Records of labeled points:

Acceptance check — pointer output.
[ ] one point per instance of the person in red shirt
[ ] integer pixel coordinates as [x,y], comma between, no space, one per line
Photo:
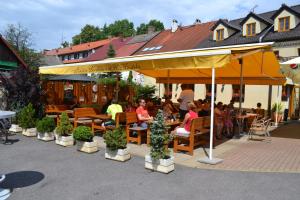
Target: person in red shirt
[142,114]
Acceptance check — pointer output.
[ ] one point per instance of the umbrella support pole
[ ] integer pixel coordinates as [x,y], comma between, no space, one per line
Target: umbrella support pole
[210,160]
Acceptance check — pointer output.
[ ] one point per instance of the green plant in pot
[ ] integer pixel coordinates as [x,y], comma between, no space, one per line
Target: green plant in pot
[64,131]
[159,158]
[116,144]
[84,139]
[27,120]
[277,112]
[45,128]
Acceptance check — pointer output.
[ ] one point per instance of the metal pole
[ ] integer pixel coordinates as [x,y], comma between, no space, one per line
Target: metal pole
[212,112]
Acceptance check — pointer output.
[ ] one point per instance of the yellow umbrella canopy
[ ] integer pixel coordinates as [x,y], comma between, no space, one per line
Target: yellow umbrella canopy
[260,65]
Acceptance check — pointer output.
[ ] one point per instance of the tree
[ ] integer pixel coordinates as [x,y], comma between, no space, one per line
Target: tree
[89,33]
[111,51]
[156,24]
[121,28]
[20,39]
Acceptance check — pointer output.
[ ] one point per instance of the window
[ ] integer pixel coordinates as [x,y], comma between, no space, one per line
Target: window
[220,34]
[284,24]
[251,31]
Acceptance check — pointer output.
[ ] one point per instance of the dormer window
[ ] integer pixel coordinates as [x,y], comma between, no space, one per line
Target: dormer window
[251,29]
[284,24]
[220,34]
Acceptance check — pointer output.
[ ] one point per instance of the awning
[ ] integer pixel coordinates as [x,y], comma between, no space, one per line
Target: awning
[260,65]
[291,69]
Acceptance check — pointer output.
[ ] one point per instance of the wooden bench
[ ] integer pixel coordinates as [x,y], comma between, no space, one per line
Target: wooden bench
[188,142]
[82,116]
[131,118]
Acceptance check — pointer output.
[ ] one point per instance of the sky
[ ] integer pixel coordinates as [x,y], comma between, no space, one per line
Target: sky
[50,21]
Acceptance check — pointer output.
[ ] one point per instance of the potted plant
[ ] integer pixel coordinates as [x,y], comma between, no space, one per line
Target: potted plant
[84,139]
[277,110]
[45,128]
[116,145]
[159,158]
[27,121]
[63,132]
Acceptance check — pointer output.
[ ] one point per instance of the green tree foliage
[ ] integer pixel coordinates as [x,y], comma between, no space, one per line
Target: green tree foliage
[159,138]
[83,133]
[89,33]
[20,38]
[156,24]
[26,117]
[111,51]
[115,139]
[65,127]
[121,28]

_Stated exercise_
Without the pictures, print the records in full, exactly as they appear.

_Correct answer_
Acceptance check — pointer output.
[ ] one point per instance of the person in red shirt
[ ] integer pixel coordinates as [x,y], comma between, no space, one per line
Photo:
Target: person in red shirt
[142,114]
Acceptance check — pointer output.
[ ] one point per instance of the umbrella support pole
[ ] integer pixel coordinates as [x,y], comma between, no space, one per line
Target: umbrella support pole
[210,160]
Acceptance check — pointer output.
[ ] one point per instance of the green plant in pot
[ ] integer pixel coordinates as [x,y], comma between, no space, one per line
Target: green plant in pot
[64,131]
[159,158]
[116,144]
[84,139]
[27,120]
[277,112]
[45,128]
Acceptance check — pointer output.
[ ] one point per instance of the metal pole
[ ] integer pixel coordinates as [x,y], comma between, no space, one per line
Target: metal pole
[212,112]
Acceptance check — pointer output.
[ ] one point per instance of the yellow umbrella canopy
[ ] integer pixel coordinates as [x,y], comma between, no space, one per line
Target: yellow umbrella canopy
[260,65]
Acceptance check — pointer output.
[ ] one point per instance of the tree
[ ] integer pixel coordinates as [x,y], comma between, no space, one per line
Target: tree
[89,33]
[111,51]
[156,24]
[121,28]
[20,39]
Acceptance check — pointer output.
[ ] one point per instance of the window
[ ] integer pixel coordinates as [x,y], comma between, no space, one per line
Target: window
[220,34]
[284,24]
[251,31]
Acceptance check — pointer output.
[ ] one point per instance of the dormer window
[ ] integer pixel coordinates as [x,y], comma between, no space, one per line
Target: dormer window
[251,29]
[284,24]
[220,34]
Acceptance check — pointer output.
[ ] one point per instance of the awning
[ ] integer pixel coordinates as [x,y], comma between, no space, one per line
Target: awning
[260,65]
[291,69]
Acceptance check — pointer output.
[ ] one point per instance of the wooden bench
[ ] integer pixel coordinates as [x,y], comma between, no space, one per line
Target: wooden bench
[188,142]
[82,116]
[131,118]
Acceptance check — pointer output.
[ ] one point per instance of the sky
[ ] integer pixel coordinates as [x,y], comma between, no space, one per line
Target: sky
[50,21]
Acceptance check — pointer output.
[ ] one point per instance of the potted plant
[ ] integer pixel coordinates as [x,y], comma between, no space, one per line
Target: potted plant
[84,139]
[277,110]
[45,128]
[116,145]
[159,158]
[27,121]
[63,132]
Acceptance check — pointer output.
[ ] one point per instance of the green tree foliage
[ ] integer pixel coordinates as [x,y], comma between, no space, one per line
Target: green tree foliage
[159,138]
[83,133]
[89,33]
[20,38]
[156,24]
[26,117]
[111,51]
[115,139]
[65,127]
[121,28]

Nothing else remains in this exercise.